Some records
---------------

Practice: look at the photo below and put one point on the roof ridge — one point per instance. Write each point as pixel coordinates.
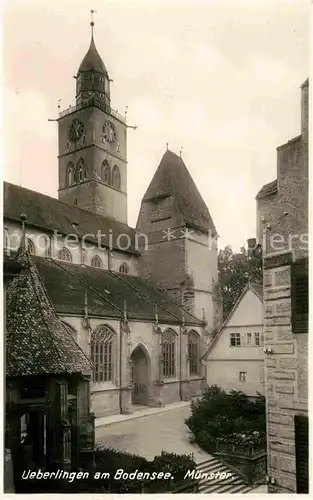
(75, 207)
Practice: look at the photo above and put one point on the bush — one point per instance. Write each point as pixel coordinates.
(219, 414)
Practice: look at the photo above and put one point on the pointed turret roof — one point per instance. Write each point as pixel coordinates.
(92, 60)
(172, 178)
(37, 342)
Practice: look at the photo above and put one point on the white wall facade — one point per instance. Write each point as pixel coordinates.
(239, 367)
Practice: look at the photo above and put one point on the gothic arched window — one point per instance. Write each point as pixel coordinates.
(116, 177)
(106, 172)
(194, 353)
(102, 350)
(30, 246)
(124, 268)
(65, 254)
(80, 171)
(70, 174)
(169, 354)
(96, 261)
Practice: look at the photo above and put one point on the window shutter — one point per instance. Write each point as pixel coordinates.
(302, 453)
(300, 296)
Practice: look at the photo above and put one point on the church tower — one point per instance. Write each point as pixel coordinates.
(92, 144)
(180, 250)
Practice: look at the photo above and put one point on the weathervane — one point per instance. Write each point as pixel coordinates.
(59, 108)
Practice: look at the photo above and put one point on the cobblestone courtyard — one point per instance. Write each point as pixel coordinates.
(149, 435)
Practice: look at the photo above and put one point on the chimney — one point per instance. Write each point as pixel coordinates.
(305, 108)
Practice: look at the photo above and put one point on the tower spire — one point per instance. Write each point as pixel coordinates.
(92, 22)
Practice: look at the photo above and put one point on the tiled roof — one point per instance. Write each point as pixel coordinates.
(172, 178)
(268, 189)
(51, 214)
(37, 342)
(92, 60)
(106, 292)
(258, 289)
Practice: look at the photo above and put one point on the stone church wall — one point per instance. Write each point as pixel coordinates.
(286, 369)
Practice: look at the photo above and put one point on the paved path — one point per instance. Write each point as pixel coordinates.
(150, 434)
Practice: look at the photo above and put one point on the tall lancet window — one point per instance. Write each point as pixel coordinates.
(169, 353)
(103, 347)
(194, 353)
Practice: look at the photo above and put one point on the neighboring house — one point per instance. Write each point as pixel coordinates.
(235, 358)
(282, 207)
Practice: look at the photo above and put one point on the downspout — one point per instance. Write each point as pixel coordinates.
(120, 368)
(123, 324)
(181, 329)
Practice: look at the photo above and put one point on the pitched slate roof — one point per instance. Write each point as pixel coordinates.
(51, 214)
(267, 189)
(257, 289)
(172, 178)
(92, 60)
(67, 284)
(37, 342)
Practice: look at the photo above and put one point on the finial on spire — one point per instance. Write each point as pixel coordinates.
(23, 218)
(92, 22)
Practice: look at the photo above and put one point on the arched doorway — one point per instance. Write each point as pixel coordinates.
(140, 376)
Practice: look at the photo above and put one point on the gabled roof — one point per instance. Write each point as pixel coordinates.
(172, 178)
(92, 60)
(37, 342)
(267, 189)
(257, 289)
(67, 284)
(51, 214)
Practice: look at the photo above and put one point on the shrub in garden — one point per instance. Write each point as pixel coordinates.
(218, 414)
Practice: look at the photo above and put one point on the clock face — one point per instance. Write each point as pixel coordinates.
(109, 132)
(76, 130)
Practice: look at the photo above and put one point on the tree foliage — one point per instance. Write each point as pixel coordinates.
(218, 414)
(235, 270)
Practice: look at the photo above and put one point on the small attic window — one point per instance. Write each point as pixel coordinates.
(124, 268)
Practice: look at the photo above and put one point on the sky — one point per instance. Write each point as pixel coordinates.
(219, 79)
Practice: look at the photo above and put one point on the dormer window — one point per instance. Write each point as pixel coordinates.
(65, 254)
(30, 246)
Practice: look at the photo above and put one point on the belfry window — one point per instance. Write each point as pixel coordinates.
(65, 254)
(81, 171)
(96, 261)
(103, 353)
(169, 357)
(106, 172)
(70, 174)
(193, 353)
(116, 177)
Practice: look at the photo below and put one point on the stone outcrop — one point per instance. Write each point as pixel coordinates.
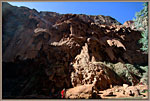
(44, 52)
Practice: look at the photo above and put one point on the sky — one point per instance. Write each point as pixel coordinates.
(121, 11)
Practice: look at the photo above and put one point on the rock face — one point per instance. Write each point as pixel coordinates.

---------------

Instructions for the task » Repeat every item above word for word, leaving out the pictures.

The result »
Practice: look at the photo below and put one point on the roof ridge — one point per instance. Write each point as pixel coordinates.
(75, 207)
Practice: look at the photo above and put one point on the bush — one point per instance. Write each point as pixel coordinates.
(219, 414)
Practice: look at the photo above and put one point on the pointed turret roof — one point per instance. Write each point as pixel coordinates.
(92, 60)
(172, 178)
(37, 342)
Practice: look at the photo above and put one point on the white wall facade — one point per instance. Write each point as pixel coordinates.
(239, 367)
Practice: look at the photo above and put one point on the gothic arched window — one point per instance. Write each point as pixel coordinates.
(116, 177)
(106, 172)
(194, 353)
(102, 350)
(30, 246)
(124, 268)
(65, 254)
(80, 171)
(70, 174)
(169, 354)
(96, 261)
Practice: look at the photo above and put one point on the window shutter — one point per instance. Write each point as pixel coordinates.
(302, 453)
(300, 296)
Practice: look at the photo above and put one point on the church tower — one point per instance. Write each point as pixel coordinates.
(92, 144)
(180, 250)
Practice: look at the photo above and put one point on the weathervane — one point per instance. Write each point as pixel coordinates.
(59, 108)
Practice: look at the photo above and put one point on the cobblestone courtyard — one point per instance. Write each point as pixel coordinates.
(149, 435)
Practice: look at the photo above and put one point on the chimney — one point per instance. Write each point as pixel coordinates.
(305, 108)
Practice: look at the photo above and put one point on the tower spire — one point per instance. Write each point as pixel coordinates.
(92, 22)
Practice: look at the photo above and put one point on the tiled roof — one point per instance. Write each point as pixel coordinates.
(172, 178)
(268, 189)
(51, 214)
(37, 342)
(92, 60)
(106, 292)
(258, 289)
Practice: look at the photo above and put one point on the stone church wall — one point per instance. Write each point as pixel coordinates.
(286, 369)
Practice: look at the photo above and put one point on the paved path — one point per instance. Write each point as pixel coordinates.
(150, 434)
Practice: look at the photo above and put one point on the tall lancet window — one point per instance. Write each point as pixel coordinates.
(169, 353)
(103, 347)
(194, 353)
Practice: look at the photo above and put one point on the neighboring house — one point per instance. Write each point as pixel coordinates.
(235, 358)
(282, 207)
Practice: look at the photo above and put one point on the downspout — one point per instance. Write each point as pixel coordinates.
(120, 368)
(123, 324)
(181, 329)
Practice: look at the photo above and put one point on the pitched slate roof — one point per instance. Write each point as pixel coordinates.
(51, 214)
(267, 189)
(257, 289)
(172, 178)
(92, 60)
(67, 284)
(37, 342)
Practice: look at the photo above and put one point on the finial on spire — one point per instance. Write each point as pixel coordinates.
(23, 218)
(92, 22)
Practice: look at the photo above and put one point on the arched doorway — one point per instance. Write each point as pixel coordinates.
(140, 376)
Practice: look at the photo above and put one point on the gabled roof — one point per instance. Write each point as pixel coordinates.
(172, 178)
(92, 60)
(37, 342)
(267, 189)
(257, 289)
(67, 284)
(51, 214)
Practice: look at the photo above and put one point on the shrub in garden — one point per instance. Write each point as pixel coordinates.
(218, 414)
Practice: look at the photo above and put one point on the clock face — one point per instance. Write each point as pixel coordinates.
(109, 132)
(76, 130)
Practice: look at the photo above and put one point on the tree foliage — one point per instance. Write each point as pixel coordinates.
(218, 414)
(235, 270)
Practice: look at the photo above and put one point on the small attic window — one point per instance. Write each point as pixel coordinates.
(124, 268)
Practice: look at the photo above and put one point on the sky — one point per instance. Write each point as pixel coordinates.
(219, 79)
Practice: look at the photo above and put one point on the dormer window — one point per instance. Write each point as pixel coordinates.
(65, 254)
(30, 246)
Practice: look at the photo above and put one point on the belfry window — one point per instance. Write each point as pixel coordinates.
(65, 254)
(81, 171)
(96, 261)
(103, 353)
(169, 357)
(106, 172)
(70, 174)
(193, 353)
(116, 177)
Practice: look at the photo below and put one point on the stone outcrop — one point per instance. Write each point as pixel coordinates.
(44, 52)
Practice: look at the photo above and put one point on the sky — one point per instance. Write each point as pixel coordinates.
(121, 11)
Practice: look at the photo above and put one point on the rock face — one point per instance. Write each point as pixel coordinates.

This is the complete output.